• Required task: Please edit the lines below so that "formula 1 car" becomes "race car" wherever it occurs, keeping everything else unchanged.

Entries taken from a collection
*-*-*
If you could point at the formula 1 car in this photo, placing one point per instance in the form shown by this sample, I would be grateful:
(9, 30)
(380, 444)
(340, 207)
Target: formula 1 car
*-*-*
• Correct output:
If you could point at the race car in this photo, placing one point per instance in the form shown by this sample, I would be grateful:
(9, 30)
(380, 444)
(340, 207)
Target: race car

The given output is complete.